Could you output every record below exactly, leaving out the pictures?

[[ Information provided, beginning ]]

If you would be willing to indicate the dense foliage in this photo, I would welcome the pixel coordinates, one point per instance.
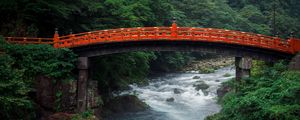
(19, 66)
(271, 93)
(115, 76)
(38, 18)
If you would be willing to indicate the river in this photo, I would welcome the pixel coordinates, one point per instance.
(190, 104)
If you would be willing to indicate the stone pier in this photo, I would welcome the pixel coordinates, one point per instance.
(243, 66)
(83, 65)
(295, 63)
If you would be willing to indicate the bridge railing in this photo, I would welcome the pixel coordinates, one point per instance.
(25, 40)
(165, 33)
(181, 33)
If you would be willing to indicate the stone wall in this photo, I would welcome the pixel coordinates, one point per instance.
(295, 63)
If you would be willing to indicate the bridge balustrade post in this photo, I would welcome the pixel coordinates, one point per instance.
(56, 39)
(243, 66)
(174, 30)
(82, 66)
(295, 63)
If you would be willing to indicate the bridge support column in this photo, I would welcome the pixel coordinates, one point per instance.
(243, 66)
(295, 63)
(82, 83)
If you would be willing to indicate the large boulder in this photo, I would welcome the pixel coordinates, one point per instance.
(126, 103)
(170, 99)
(201, 86)
(223, 90)
(178, 91)
(196, 77)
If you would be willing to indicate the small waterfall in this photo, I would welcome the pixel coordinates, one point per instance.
(188, 104)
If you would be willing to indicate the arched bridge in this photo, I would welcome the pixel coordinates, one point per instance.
(178, 38)
(236, 43)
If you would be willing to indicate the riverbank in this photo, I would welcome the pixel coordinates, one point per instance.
(209, 65)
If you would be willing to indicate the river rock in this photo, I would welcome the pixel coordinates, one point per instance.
(196, 77)
(178, 91)
(127, 103)
(170, 99)
(201, 86)
(205, 92)
(222, 91)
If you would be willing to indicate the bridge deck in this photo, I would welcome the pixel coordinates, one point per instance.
(173, 33)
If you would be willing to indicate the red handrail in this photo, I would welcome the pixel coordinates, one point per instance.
(291, 45)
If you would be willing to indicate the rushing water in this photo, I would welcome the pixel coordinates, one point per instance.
(190, 104)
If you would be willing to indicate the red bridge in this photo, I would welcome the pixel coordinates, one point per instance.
(241, 45)
(174, 33)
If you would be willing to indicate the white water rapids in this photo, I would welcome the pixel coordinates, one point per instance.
(190, 104)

[[ Information provided, end ]]

Exercise output -
If you would be willing to indicate the dense foliage in this photo, I would welcome the pixel coordinates, one point per instance.
(19, 66)
(271, 93)
(115, 76)
(38, 18)
If you would be willing to indicate the river in this photo, I would welcome the pixel coordinates, one point per instance.
(190, 104)
If you would be willing to indicate the stone pier in this photo, I would welcome the pixel coordinates, one point per instance.
(243, 66)
(83, 65)
(295, 63)
If you would be willing to indicate the bridge railing in this photo, I would welcome the pixel coordinates, one point per instance.
(25, 40)
(165, 33)
(181, 33)
If you would be willing to indicate the stone wall in this photo, I would welcome the pixel coordinates, one point per instance.
(295, 63)
If you would be willing to indicate the bridge balustrade post in this photo, I would welcome the pixel coordinates, one point per instance.
(56, 39)
(243, 66)
(174, 30)
(82, 66)
(295, 63)
If you would be willing to indicate the bridge support column in this photo, I would welcome the pixel coordinates, one point per instance.
(243, 66)
(295, 63)
(82, 83)
If you would be willing to indicate the large boulder in this photo, I would welcome the pixel coordinates, one point per instance.
(126, 103)
(170, 99)
(201, 86)
(223, 90)
(178, 91)
(196, 77)
If you would be willing to indicate the small waterfall in this photo, I would welcome the pixel coordinates, one point per instance.
(188, 104)
If you would be willing to indicate the arched bridge in this photo, I would welcome the pixel coordinates, one point per instance.
(178, 38)
(236, 43)
If you would be willing to indicate the riverbank in this photo, I would welcome the pixel coordinates, one point per instance.
(209, 65)
If you would be willing to indicate the river rock in this photo, I would welcome the pixel coordinates, one point per instance.
(196, 77)
(178, 91)
(127, 103)
(170, 99)
(201, 86)
(205, 92)
(222, 91)
If you would be willing to indicate the bridge deck in this photo, I would welcome the pixel coordinates, one point per instance.
(173, 33)
If you would be willing to indicate the red handrail in this photo, I would welcome the pixel coordinates, one point per instance.
(291, 45)
If you would be willing to indicate the rushing water in this photo, I would welcome the pixel coordinates, one point per instance.
(190, 104)
If you would be willing to indicate the red bridge in this photo, I would welcome the pixel coordinates, one point per instance.
(241, 45)
(174, 33)
If you would be willing to indicate the white water rapids in this photo, I would welcome the pixel coordinates, one point per instance.
(190, 104)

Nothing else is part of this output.